Data START

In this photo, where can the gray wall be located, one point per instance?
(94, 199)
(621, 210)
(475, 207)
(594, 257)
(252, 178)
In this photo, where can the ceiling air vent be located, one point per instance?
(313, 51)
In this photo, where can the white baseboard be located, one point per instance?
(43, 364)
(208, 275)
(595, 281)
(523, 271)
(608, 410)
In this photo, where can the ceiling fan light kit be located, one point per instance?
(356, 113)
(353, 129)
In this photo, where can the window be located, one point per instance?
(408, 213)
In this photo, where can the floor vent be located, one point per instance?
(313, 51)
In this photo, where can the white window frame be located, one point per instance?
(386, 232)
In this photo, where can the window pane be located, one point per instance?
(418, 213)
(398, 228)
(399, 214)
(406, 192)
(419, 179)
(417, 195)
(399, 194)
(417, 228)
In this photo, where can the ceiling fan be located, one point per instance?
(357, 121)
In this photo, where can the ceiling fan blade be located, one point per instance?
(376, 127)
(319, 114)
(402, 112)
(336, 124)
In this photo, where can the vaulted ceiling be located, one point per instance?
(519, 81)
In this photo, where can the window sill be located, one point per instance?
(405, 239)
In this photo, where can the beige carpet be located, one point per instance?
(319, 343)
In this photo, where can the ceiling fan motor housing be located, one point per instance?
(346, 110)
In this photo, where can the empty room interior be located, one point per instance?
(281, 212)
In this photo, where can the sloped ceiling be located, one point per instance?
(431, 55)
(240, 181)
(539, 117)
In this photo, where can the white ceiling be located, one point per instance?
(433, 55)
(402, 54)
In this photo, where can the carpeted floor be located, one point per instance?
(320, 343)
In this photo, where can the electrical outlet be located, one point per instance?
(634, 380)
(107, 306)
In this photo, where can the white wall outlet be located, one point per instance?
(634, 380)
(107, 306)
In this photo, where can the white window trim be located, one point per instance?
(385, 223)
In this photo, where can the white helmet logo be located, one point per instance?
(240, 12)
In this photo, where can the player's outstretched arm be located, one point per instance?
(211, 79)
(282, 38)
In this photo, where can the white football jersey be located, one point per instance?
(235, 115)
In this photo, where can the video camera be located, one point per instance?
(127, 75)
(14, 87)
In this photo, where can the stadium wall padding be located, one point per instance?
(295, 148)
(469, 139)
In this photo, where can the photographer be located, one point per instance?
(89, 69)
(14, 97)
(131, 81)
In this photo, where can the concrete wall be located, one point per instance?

Data END
Data START

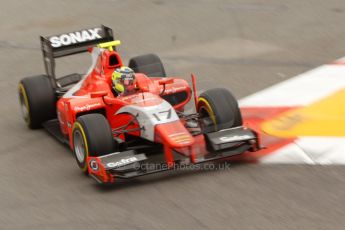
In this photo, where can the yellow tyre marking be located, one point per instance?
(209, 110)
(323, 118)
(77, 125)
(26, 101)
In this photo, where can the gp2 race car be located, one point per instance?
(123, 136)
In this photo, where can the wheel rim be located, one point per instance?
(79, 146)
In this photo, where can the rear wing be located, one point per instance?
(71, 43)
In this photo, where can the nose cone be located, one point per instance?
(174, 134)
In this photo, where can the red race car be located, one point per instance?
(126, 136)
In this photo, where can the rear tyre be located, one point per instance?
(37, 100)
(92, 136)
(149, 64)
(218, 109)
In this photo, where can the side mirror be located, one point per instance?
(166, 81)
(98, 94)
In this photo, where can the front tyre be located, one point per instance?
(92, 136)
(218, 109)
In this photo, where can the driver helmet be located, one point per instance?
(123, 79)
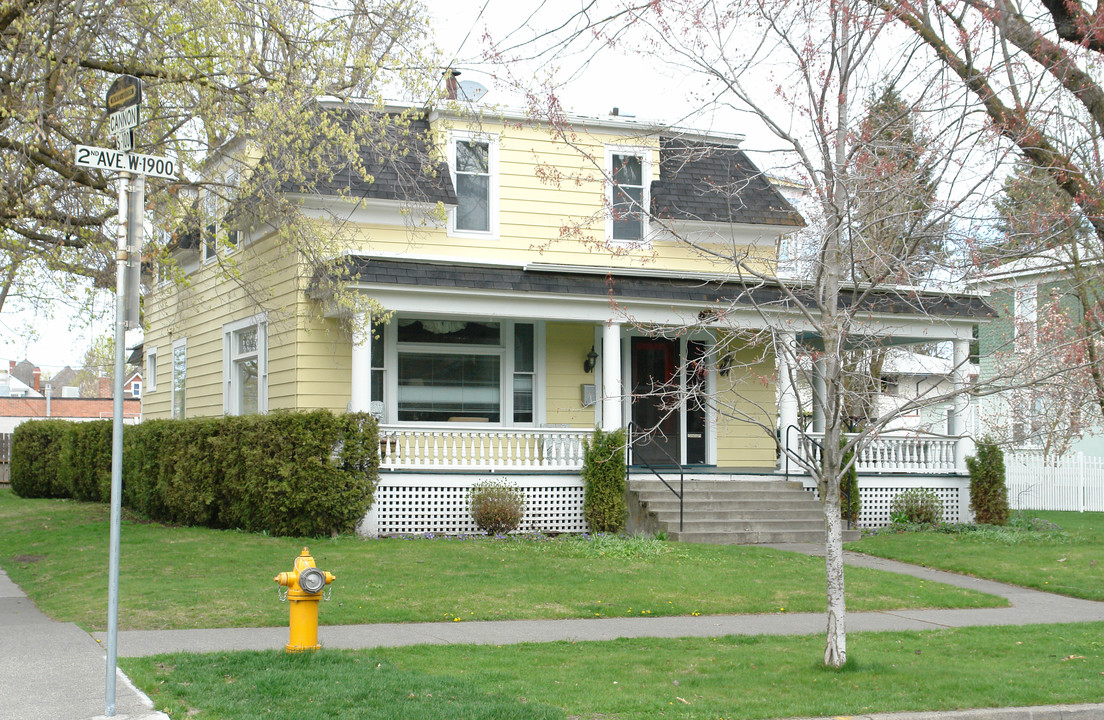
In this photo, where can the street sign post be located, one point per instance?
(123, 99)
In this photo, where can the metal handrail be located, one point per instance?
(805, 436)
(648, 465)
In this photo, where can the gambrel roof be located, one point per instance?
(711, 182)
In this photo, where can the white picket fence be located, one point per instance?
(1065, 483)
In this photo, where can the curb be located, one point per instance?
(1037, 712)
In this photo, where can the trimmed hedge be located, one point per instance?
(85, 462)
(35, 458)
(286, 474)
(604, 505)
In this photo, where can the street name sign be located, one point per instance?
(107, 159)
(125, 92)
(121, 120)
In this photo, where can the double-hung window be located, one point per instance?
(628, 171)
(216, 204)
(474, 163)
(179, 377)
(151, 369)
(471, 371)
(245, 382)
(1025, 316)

Data END
Data START

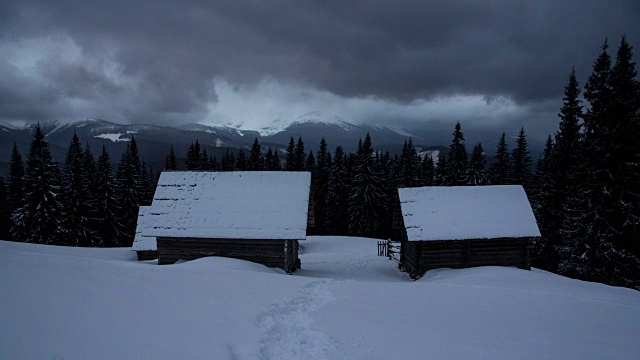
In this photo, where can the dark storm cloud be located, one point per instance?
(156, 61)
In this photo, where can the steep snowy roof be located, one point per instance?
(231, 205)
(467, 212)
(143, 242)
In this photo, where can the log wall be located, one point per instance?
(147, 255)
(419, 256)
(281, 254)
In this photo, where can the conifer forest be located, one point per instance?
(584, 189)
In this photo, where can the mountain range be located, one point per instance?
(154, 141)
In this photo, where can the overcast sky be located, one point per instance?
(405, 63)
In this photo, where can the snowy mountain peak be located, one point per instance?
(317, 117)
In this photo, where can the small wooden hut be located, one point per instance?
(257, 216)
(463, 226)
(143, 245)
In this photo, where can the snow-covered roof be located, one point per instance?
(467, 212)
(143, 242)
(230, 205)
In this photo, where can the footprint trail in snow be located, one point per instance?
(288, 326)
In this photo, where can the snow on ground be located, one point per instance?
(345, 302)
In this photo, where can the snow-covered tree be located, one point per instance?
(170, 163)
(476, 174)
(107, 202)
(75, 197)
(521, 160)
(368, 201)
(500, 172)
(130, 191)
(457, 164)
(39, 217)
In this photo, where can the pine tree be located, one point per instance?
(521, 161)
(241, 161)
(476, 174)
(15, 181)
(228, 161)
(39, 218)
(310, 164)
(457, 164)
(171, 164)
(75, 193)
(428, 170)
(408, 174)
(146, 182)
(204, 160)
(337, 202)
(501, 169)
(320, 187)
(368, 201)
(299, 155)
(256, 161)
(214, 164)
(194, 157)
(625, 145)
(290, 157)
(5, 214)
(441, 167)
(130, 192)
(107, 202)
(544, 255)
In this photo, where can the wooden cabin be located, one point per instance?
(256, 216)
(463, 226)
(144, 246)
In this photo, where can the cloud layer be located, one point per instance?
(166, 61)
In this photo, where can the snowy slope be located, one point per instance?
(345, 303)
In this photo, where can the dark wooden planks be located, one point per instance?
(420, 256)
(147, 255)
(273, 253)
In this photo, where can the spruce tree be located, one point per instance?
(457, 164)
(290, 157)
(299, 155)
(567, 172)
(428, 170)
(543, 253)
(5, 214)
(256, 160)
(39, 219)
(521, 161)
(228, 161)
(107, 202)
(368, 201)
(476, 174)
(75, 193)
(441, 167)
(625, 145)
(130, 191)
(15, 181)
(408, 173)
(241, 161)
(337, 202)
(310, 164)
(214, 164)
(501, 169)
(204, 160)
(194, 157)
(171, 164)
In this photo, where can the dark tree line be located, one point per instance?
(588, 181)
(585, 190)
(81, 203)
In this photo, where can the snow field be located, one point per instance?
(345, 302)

Data END

Please copy, exactly and with nothing else, the lines above beginning at the line that has "In this photo, where can the sloped" and ending with the line that has "In this photo, where can the concrete".

In this photo, where can the sloped ceiling be located, one point per instance?
(431, 55)
(240, 181)
(539, 117)
In this photo, where can the white ceiling be located, one point per instance?
(433, 55)
(402, 54)
In this photo, where can the carpeted floor be located, one point per instance?
(320, 343)
In this photo, where can the electrical outlet be located, one point per instance?
(634, 380)
(107, 306)
In this photo, where can the white wall outlet be located, one point per instance?
(634, 380)
(107, 306)
In this photo, where can the white window trim be located, one point per instance?
(385, 223)
In this photo, where can the white helmet logo be located, one point per instance?
(240, 12)
In this photo, where can the player's outstretched arm be located, one point per instance?
(211, 79)
(282, 38)
In this photo, where can the white football jersey be located, one point per instance?
(235, 115)
In this photo, where can the video camera be located, one point per instance?
(127, 75)
(14, 87)
In this photo, where can the stadium wall padding be located, one point per instance?
(295, 148)
(469, 139)
In this photo, where can the photographer be located, one point per instance?
(89, 69)
(14, 97)
(131, 81)
In this photo, where can the concrete wall be located, one point per instance?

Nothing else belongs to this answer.